▶ [Brief A] Output the stretch of the post on the University of California faculty walkout from "The letter urges" through "days they teach.", copied word for word.

— Begin Text passage —

Regular Lounge readers should be well-versed by now in the University of California’s woes, since we covered it here, here, here, and here. Now the drama continues as professors gear up for a walkout during the first day of class at many campuses.
On July 16, the University of California Board of Regents:
approved a plan proposed by UC President Mark G. Yudof to enact systemwide furloughs as one of a set of actions to offset an anticipated $813 million reduction in support from the state general fund. . . . More than 108,000 full-time-equivalent positions out of a total of 135,000 are affected. Under the plan, UC faculty and staff will be required to take from 11 to 26 furlough days -- amounting to a salary reduction of 4 to 10 percent -- with higher earners being forced to take more furlough days and steeper pay cuts. The specific number of furlough days each employee will take is based on a sliding scale across seven pay bands, ranging from those who make under $40,000 to those who earn more than $240,000.
Now from The Sacramento Bee:
Some University of California professors are so peeved that UC's Office of the President has forbidden them from taking furloughs on teaching days that they're planning to walk out on their classes later this month. The date they've chosen - Sept. 24 - is the first day of class at several UC campuses, including UC Davis. . . .
The letter [available here] is signed by 16 professors, including four from UC Davis: English professors Nathan Brown, Joshua Clover and Parama Roy, and physics professor Richard T. Scalettar. Hundreds more UC professors have asked to add their names to the letter since it began circulating Monday, said Clover, who helped draft it.
The letter urges faculty at all UC campuses to suspend teaching on Sept. 24 unless the university administration meets three conditions, one of which is to allow professors to take furloughs on days they teach.
The AAUP “supports the system-wide walkout of all UC faculty. Such action, the AAUP believes, would send a clear message that disinvestment in colleges and universities reduces the quality of education and does harm to students, faculty, and the public interest.” (AAUP Statement here)
UPTE, representing over 10,000 University Professional and Technical Employees, will strike on 9/24 in solidarity with faculty: http://www.upte.org/publication-mm/2009-08-31.html.
Additional coverage in The Daily Californian.
James Hamilton, Professor of Economics at the University of California, San Diego, tells his whining colleagues to take a hike:
There are any number of things that happen in life that may not be as I would have wished. But one of my core principles is never to take that out on the students I am asked to teach.
If some of my colleagues perceive that they now have better opportunities than teaching at the University of California, I'd encourage them to resign so that they can take advantage of those opportunities.
If not, they need to stop whining and do their jobs.
And perhaps even be thankful that, unlike many other Americans, they still have one.
(HT: Rolfe Winkler)
Also some crankiness from U.C. Berkeley Professor of Economics Brad DeLong regarding the furloughs here and here.
Meanwhile, UCLA law prof Steve Bainbridge is not planning to walk out, but he is miffed. Professors are not allowed to cancel any classes, and the furloughs do not reduce committee, service, or research obligations. “So where exactly is my furlough time off?”

— End Text passage —

▶ [Brief B] Pull out every line of the records below that contains the string "target".

— Begin Dataset records —

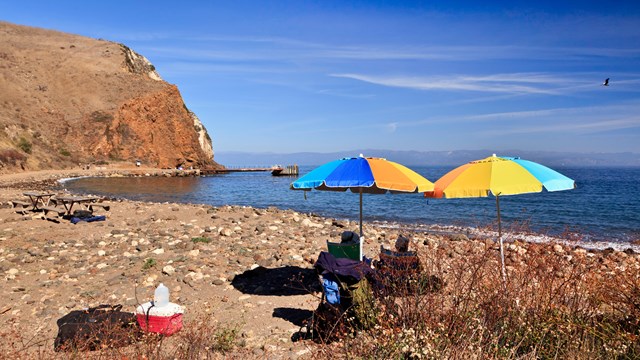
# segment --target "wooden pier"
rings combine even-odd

— End Dataset records —
— Begin Dataset records —

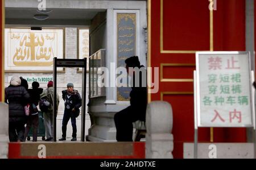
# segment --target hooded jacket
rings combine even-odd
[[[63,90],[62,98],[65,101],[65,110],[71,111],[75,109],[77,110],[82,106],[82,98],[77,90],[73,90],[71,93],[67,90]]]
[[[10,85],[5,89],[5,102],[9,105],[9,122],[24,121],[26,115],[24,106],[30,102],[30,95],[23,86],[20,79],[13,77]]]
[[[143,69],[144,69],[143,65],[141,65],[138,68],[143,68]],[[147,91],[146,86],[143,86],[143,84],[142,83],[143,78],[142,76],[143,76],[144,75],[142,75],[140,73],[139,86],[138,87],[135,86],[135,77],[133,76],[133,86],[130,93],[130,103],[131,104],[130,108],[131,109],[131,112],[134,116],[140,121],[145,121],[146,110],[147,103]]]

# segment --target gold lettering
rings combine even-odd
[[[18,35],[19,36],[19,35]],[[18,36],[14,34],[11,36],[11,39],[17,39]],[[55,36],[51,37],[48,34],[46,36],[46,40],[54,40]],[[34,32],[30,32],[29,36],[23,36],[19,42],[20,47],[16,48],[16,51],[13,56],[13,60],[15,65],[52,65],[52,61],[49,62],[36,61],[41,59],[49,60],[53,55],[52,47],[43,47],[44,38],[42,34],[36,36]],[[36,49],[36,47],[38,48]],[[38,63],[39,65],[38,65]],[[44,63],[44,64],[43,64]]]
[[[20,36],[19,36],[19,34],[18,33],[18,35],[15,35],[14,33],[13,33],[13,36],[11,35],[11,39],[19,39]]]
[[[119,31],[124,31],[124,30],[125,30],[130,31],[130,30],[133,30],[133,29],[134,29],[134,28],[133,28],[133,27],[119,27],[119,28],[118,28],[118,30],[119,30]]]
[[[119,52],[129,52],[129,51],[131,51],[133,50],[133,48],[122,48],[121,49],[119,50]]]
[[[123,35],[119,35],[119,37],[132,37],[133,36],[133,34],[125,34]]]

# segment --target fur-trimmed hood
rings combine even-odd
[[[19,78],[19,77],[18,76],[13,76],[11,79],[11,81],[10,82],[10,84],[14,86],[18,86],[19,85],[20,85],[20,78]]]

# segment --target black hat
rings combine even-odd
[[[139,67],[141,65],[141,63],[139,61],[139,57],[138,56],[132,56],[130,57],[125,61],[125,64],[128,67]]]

— End Dataset records —

▶ [Final answer A]
The letter urges faculty at all UC campuses to suspend teaching on Sept. 24 unless the university administration meets three conditions, one of which is to allow professors to take furloughs on days they teach.

▶ [Final answer B]
# segment --target "wooden pier"
# segment --target hooded jacket
# segment --target gold lettering
# segment --target fur-trimmed hood
# segment --target black hat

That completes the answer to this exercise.